**DATASET ENTRIES**.
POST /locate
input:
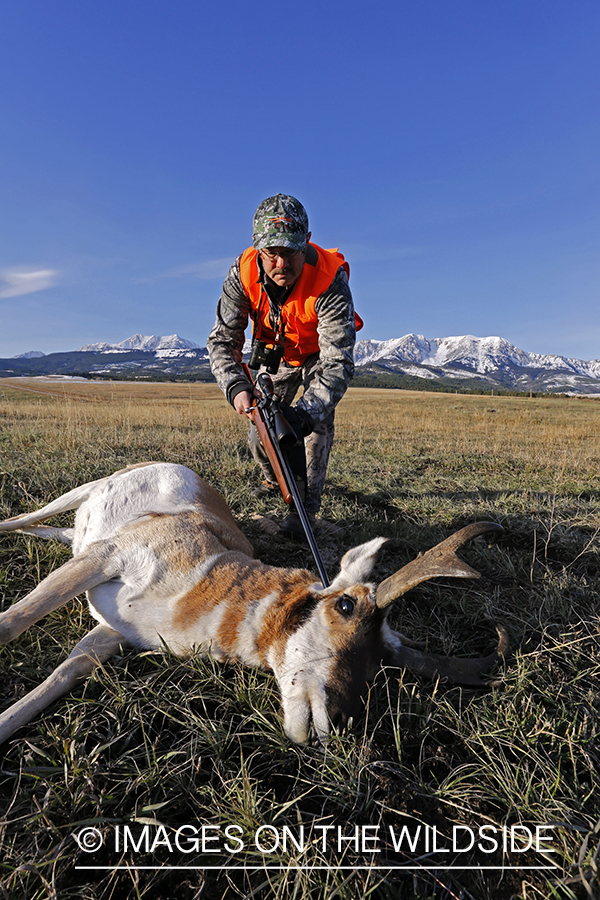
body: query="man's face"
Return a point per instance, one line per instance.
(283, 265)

==

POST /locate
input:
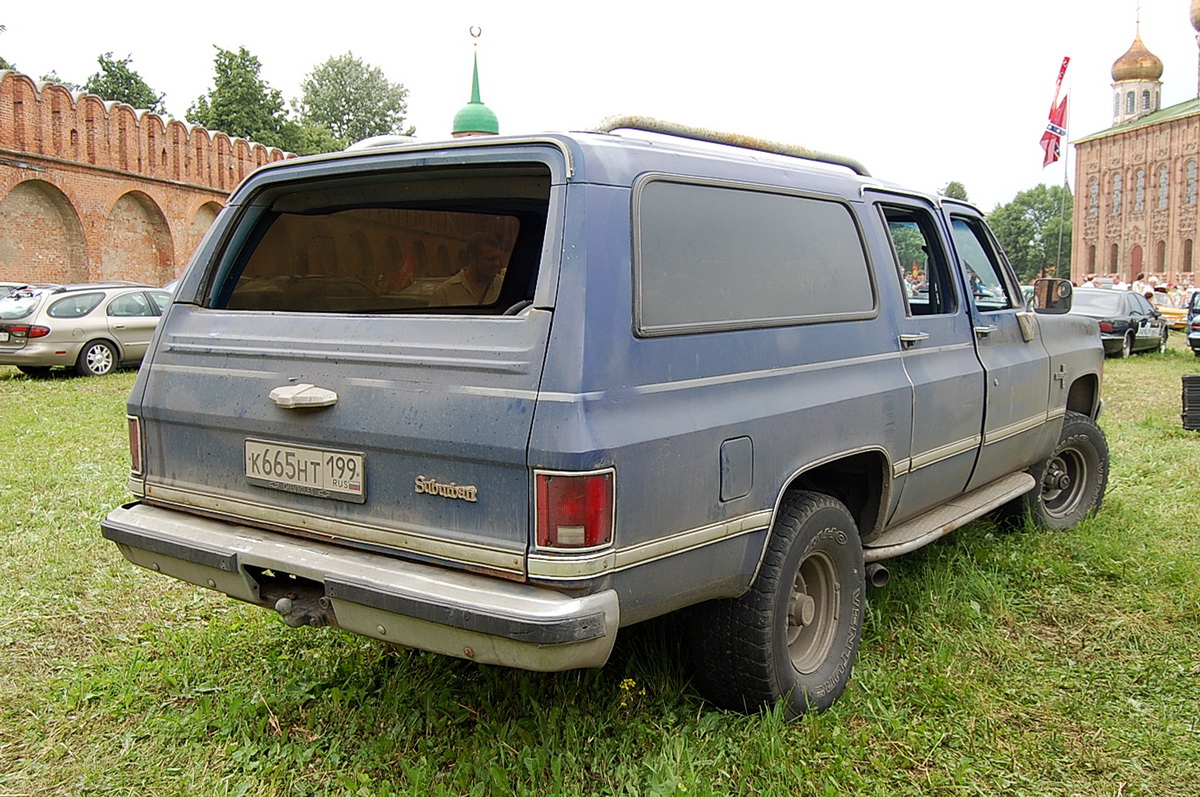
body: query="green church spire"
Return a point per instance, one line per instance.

**EXERCISE**.
Pick out every line of the items above that contains the string "body", and copy each one in full.

**WRITTEN RESPONSE**.
body: query="man's face"
body: query="green church spire"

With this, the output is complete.